Reproduce word for word the lines from the one holding "drop a point: the jacket collar" through the end of the items, inclusive.

**Data listing:**
'''

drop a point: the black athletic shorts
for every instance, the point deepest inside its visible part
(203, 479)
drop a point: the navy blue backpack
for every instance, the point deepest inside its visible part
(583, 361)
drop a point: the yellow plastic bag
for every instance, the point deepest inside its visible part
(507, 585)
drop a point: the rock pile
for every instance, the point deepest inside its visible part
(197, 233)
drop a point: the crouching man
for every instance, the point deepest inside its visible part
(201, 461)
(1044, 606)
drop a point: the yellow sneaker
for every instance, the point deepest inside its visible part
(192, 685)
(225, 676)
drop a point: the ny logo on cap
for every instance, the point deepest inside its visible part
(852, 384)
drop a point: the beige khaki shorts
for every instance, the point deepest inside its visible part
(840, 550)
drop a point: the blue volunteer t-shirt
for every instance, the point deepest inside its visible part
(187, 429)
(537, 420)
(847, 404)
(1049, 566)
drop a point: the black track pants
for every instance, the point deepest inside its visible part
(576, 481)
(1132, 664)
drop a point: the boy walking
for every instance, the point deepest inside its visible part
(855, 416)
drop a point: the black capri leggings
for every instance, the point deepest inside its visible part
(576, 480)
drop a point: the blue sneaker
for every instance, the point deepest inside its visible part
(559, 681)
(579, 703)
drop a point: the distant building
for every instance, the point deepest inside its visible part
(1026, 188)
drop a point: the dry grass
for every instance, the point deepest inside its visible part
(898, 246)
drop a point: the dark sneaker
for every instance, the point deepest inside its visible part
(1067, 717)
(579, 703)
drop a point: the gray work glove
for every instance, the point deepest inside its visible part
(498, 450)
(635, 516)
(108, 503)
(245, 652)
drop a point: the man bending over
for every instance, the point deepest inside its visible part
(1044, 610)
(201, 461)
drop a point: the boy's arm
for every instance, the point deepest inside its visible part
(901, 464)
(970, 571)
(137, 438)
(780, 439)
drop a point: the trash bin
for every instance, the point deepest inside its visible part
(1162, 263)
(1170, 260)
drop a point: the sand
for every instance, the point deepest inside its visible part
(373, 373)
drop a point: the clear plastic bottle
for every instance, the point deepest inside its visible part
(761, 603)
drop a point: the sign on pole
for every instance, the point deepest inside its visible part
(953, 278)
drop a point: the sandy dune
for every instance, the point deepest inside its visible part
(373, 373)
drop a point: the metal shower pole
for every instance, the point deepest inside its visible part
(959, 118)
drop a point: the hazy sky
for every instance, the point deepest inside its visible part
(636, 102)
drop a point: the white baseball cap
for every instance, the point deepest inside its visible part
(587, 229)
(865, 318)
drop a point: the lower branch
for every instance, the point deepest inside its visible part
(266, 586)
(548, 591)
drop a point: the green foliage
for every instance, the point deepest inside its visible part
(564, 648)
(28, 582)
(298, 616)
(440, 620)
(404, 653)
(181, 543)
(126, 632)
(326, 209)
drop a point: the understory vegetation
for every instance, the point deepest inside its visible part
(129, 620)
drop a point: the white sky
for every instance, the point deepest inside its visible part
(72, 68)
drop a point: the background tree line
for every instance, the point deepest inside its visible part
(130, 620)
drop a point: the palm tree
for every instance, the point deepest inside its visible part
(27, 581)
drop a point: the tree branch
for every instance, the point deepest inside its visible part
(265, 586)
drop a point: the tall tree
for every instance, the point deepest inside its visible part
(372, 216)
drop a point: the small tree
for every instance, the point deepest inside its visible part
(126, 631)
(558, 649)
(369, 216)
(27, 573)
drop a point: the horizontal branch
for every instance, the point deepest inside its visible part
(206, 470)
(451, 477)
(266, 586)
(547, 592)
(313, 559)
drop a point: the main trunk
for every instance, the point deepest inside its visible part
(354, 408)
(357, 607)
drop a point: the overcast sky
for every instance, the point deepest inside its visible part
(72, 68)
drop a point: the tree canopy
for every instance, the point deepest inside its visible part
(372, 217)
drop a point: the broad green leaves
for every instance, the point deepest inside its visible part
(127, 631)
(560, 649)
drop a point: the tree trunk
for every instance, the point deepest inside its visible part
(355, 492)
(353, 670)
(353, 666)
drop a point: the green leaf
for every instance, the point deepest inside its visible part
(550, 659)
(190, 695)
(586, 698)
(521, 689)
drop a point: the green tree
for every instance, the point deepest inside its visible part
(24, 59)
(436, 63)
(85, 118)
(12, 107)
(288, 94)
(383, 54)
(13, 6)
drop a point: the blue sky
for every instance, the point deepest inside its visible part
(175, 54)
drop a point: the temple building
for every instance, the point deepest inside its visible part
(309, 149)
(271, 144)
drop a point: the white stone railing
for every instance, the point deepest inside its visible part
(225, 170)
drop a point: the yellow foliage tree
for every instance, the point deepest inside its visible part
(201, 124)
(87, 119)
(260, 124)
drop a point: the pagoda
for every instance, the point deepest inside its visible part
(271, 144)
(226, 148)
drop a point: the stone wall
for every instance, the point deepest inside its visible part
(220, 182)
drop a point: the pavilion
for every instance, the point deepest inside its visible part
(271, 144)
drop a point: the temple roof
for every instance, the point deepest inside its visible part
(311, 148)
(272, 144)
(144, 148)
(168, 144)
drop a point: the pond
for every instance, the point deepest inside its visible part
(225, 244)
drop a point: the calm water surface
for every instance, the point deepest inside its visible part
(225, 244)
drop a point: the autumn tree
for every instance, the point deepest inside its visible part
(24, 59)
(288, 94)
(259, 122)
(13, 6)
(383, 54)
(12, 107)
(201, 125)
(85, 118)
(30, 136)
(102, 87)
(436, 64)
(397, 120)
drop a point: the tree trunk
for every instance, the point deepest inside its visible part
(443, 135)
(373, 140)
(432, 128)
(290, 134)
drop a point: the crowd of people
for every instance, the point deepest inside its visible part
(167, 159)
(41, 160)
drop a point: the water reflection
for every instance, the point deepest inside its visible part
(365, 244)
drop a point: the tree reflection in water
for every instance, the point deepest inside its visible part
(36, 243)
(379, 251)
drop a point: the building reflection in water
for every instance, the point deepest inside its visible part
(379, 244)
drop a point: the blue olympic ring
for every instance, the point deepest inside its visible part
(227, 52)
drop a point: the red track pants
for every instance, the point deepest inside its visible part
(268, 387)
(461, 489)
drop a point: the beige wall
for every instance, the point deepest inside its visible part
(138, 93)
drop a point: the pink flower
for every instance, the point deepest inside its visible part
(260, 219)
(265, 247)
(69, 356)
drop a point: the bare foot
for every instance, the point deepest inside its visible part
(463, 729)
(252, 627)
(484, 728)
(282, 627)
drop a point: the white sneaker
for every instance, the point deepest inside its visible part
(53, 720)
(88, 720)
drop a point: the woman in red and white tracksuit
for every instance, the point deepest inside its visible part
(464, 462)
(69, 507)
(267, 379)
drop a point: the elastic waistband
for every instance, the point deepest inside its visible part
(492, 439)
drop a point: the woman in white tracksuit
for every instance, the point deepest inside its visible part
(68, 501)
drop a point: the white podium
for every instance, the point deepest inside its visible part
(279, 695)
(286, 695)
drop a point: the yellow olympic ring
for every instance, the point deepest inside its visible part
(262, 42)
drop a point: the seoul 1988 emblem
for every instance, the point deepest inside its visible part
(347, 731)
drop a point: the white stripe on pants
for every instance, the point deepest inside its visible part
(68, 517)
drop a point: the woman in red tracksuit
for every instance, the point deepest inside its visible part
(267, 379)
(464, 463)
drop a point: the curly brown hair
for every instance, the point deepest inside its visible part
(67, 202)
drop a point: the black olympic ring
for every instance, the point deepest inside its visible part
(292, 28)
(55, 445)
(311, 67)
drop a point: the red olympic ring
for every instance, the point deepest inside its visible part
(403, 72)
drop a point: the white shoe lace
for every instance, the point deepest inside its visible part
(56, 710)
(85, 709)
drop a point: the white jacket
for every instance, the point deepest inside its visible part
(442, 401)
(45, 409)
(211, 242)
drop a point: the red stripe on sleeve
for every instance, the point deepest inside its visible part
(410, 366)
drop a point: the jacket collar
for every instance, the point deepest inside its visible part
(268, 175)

'''

**Task output:**
drop a point: the jacket collar
for every instance, the point deepest inside its visible part
(268, 175)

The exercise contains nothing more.